Extract all of the data and reproduce it precisely.

★ ★ ★

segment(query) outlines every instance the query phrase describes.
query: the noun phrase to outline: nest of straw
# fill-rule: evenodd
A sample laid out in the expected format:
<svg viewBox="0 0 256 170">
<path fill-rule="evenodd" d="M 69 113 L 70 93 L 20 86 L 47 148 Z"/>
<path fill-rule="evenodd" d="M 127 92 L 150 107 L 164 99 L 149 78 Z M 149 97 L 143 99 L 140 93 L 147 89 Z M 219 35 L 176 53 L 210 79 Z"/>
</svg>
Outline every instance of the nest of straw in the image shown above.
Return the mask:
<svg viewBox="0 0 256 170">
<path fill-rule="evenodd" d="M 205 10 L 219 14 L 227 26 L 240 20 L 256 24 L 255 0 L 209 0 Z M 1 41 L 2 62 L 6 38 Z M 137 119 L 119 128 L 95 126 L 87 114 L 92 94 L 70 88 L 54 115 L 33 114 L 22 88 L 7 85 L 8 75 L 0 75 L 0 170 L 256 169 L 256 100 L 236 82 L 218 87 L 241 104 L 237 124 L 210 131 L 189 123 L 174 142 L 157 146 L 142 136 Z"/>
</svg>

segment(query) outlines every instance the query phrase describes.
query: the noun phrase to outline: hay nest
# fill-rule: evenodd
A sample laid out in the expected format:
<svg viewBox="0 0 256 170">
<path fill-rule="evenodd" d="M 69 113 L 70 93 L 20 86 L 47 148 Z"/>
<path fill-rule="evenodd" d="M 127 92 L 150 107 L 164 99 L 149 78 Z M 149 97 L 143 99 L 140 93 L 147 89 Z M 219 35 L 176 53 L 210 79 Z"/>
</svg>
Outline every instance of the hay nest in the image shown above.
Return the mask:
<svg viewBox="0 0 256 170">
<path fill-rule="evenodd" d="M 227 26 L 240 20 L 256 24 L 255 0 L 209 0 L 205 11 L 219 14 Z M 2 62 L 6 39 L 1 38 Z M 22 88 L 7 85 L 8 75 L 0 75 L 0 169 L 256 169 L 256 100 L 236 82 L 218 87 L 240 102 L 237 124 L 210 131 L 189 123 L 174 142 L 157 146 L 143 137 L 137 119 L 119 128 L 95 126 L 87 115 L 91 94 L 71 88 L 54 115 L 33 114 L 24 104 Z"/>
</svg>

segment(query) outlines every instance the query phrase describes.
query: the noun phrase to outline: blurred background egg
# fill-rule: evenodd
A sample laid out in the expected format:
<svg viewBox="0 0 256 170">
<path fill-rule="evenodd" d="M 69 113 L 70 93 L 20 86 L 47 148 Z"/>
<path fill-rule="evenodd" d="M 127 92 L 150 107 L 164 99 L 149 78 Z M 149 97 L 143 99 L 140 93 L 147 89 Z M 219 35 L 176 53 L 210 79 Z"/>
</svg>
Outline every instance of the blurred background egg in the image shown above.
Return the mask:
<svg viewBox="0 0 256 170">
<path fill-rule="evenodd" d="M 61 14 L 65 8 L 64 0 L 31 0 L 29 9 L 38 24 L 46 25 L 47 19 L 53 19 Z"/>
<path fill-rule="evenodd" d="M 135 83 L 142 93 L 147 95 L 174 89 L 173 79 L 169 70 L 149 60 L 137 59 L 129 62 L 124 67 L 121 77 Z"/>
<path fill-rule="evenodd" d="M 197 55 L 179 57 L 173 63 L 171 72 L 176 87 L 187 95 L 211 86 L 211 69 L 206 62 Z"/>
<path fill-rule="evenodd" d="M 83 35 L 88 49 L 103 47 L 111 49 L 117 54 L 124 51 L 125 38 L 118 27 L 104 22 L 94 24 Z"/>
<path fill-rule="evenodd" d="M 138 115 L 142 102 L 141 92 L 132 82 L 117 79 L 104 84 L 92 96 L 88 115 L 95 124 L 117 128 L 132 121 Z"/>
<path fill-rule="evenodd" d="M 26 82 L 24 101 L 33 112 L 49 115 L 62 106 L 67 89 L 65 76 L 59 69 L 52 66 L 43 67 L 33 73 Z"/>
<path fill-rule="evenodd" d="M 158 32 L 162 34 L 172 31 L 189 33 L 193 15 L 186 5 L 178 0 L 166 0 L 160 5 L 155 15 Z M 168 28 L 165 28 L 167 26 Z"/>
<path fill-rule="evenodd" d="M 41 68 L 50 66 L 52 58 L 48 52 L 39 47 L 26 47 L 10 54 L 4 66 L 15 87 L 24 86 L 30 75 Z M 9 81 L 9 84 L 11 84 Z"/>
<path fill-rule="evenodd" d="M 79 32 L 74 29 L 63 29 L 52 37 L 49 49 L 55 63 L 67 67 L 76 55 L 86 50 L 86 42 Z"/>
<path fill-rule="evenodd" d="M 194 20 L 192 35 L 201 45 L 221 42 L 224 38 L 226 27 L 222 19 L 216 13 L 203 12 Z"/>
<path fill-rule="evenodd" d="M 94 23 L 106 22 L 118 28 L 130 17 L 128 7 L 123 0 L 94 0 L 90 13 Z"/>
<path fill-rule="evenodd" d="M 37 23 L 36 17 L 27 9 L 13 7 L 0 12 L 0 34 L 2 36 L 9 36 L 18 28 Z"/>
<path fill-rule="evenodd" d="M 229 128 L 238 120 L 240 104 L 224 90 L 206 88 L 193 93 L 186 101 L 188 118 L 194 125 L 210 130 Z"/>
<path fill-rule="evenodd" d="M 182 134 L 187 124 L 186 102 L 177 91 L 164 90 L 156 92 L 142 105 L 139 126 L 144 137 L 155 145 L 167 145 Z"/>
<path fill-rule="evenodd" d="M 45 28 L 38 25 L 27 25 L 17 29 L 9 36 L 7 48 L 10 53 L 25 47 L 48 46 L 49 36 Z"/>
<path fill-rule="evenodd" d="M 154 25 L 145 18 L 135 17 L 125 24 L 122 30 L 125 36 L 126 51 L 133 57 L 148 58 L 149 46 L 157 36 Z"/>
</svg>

★ ★ ★

» **Answer to the task**
segment(query) outlines every instance the query phrase describes.
query: the noun phrase to outline: nest of straw
# fill-rule: evenodd
A sample laid out in the expected format:
<svg viewBox="0 0 256 170">
<path fill-rule="evenodd" d="M 69 113 L 70 93 L 20 86 L 47 148 Z"/>
<path fill-rule="evenodd" d="M 127 92 L 150 107 L 164 99 L 149 78 Z M 149 97 L 143 99 L 140 93 L 147 89 Z M 219 35 L 176 53 L 210 79 Z"/>
</svg>
Outline every instance of the nest of straw in the image shown above.
Return the mask:
<svg viewBox="0 0 256 170">
<path fill-rule="evenodd" d="M 205 10 L 219 14 L 227 26 L 240 20 L 256 24 L 255 0 L 209 0 Z M 1 41 L 2 62 L 6 38 Z M 137 119 L 119 128 L 95 126 L 87 114 L 92 94 L 70 88 L 54 115 L 33 114 L 22 88 L 7 85 L 8 75 L 0 75 L 0 170 L 256 169 L 256 100 L 236 82 L 218 87 L 241 104 L 237 124 L 210 131 L 189 123 L 174 142 L 157 146 L 142 136 Z"/>
</svg>

segment(query) outlines every instance the query phrase describes.
query: the noun phrase to outline: hay nest
# fill-rule: evenodd
A sample laid out in the expected format:
<svg viewBox="0 0 256 170">
<path fill-rule="evenodd" d="M 69 113 L 70 93 L 20 86 L 47 148 Z"/>
<path fill-rule="evenodd" d="M 127 92 L 150 107 L 164 99 L 149 78 Z M 149 97 L 143 99 L 140 93 L 147 89 Z M 219 35 L 176 53 L 210 79 Z"/>
</svg>
Outline every instance of the hay nest in the image shown above.
Return the mask:
<svg viewBox="0 0 256 170">
<path fill-rule="evenodd" d="M 227 26 L 240 20 L 256 24 L 255 0 L 209 0 L 205 11 L 219 14 Z M 2 62 L 6 39 L 1 38 Z M 22 88 L 7 85 L 8 75 L 0 75 L 0 169 L 256 169 L 256 100 L 236 82 L 218 87 L 240 102 L 237 124 L 210 131 L 189 123 L 174 142 L 157 146 L 143 137 L 137 119 L 119 128 L 95 126 L 87 115 L 91 94 L 71 88 L 54 115 L 33 114 L 24 104 Z"/>
</svg>

segment(query) outlines every instance the query phrase describes.
query: the noun phrase to outline: blurred background egg
# fill-rule: evenodd
A sample laid out in the expected format:
<svg viewBox="0 0 256 170">
<path fill-rule="evenodd" d="M 69 113 L 70 93 L 20 86 L 47 148 Z"/>
<path fill-rule="evenodd" d="M 127 92 L 150 107 L 164 99 L 149 78 Z M 149 97 L 143 99 L 140 93 L 147 89 Z M 219 35 L 176 53 L 210 79 Z"/>
</svg>
Outline every instance of the blurred background egg in the image shown above.
Return the mask:
<svg viewBox="0 0 256 170">
<path fill-rule="evenodd" d="M 61 14 L 65 8 L 64 0 L 31 0 L 29 9 L 38 24 L 46 25 L 47 19 L 53 19 Z"/>
<path fill-rule="evenodd" d="M 135 83 L 142 93 L 147 95 L 174 89 L 173 79 L 169 70 L 149 60 L 137 59 L 129 62 L 124 67 L 121 77 Z"/>
<path fill-rule="evenodd" d="M 197 55 L 179 57 L 173 63 L 171 72 L 176 87 L 187 95 L 211 86 L 211 69 L 206 62 Z"/>
<path fill-rule="evenodd" d="M 83 35 L 88 49 L 103 47 L 111 49 L 117 54 L 124 51 L 125 38 L 118 27 L 104 22 L 94 24 Z"/>
<path fill-rule="evenodd" d="M 138 115 L 142 102 L 141 92 L 132 82 L 117 79 L 104 84 L 92 96 L 88 115 L 95 124 L 117 128 L 132 121 Z"/>
<path fill-rule="evenodd" d="M 26 82 L 24 101 L 33 112 L 49 115 L 62 106 L 67 89 L 65 76 L 59 69 L 52 66 L 43 67 L 33 73 Z"/>
<path fill-rule="evenodd" d="M 158 32 L 162 34 L 172 31 L 189 33 L 193 15 L 186 5 L 178 0 L 166 0 L 160 5 L 155 15 Z M 168 28 L 165 28 L 167 26 Z"/>
<path fill-rule="evenodd" d="M 41 68 L 50 66 L 52 58 L 48 52 L 39 47 L 26 47 L 10 54 L 4 66 L 15 87 L 24 86 L 30 75 Z M 9 81 L 9 84 L 11 84 Z"/>
<path fill-rule="evenodd" d="M 79 32 L 74 29 L 63 29 L 52 37 L 49 49 L 55 63 L 67 67 L 76 55 L 86 50 L 86 42 Z"/>
<path fill-rule="evenodd" d="M 194 20 L 192 35 L 201 45 L 221 42 L 224 38 L 226 27 L 222 19 L 216 13 L 203 12 Z"/>
<path fill-rule="evenodd" d="M 94 23 L 106 22 L 118 28 L 130 17 L 128 7 L 123 0 L 94 0 L 90 13 Z"/>
<path fill-rule="evenodd" d="M 37 23 L 36 17 L 27 9 L 13 7 L 0 12 L 0 34 L 2 36 L 9 36 L 18 28 Z"/>
<path fill-rule="evenodd" d="M 229 128 L 238 120 L 240 104 L 224 90 L 206 88 L 193 93 L 186 101 L 188 118 L 194 125 L 210 130 Z"/>
<path fill-rule="evenodd" d="M 182 134 L 187 124 L 186 102 L 177 91 L 164 90 L 156 92 L 142 105 L 139 126 L 144 137 L 155 145 L 167 145 Z"/>
<path fill-rule="evenodd" d="M 45 28 L 38 25 L 27 25 L 17 29 L 9 36 L 7 48 L 10 53 L 25 47 L 48 46 L 49 36 Z"/>
<path fill-rule="evenodd" d="M 154 25 L 145 18 L 135 17 L 125 24 L 122 30 L 125 36 L 126 51 L 133 57 L 148 58 L 149 46 L 157 36 Z"/>
</svg>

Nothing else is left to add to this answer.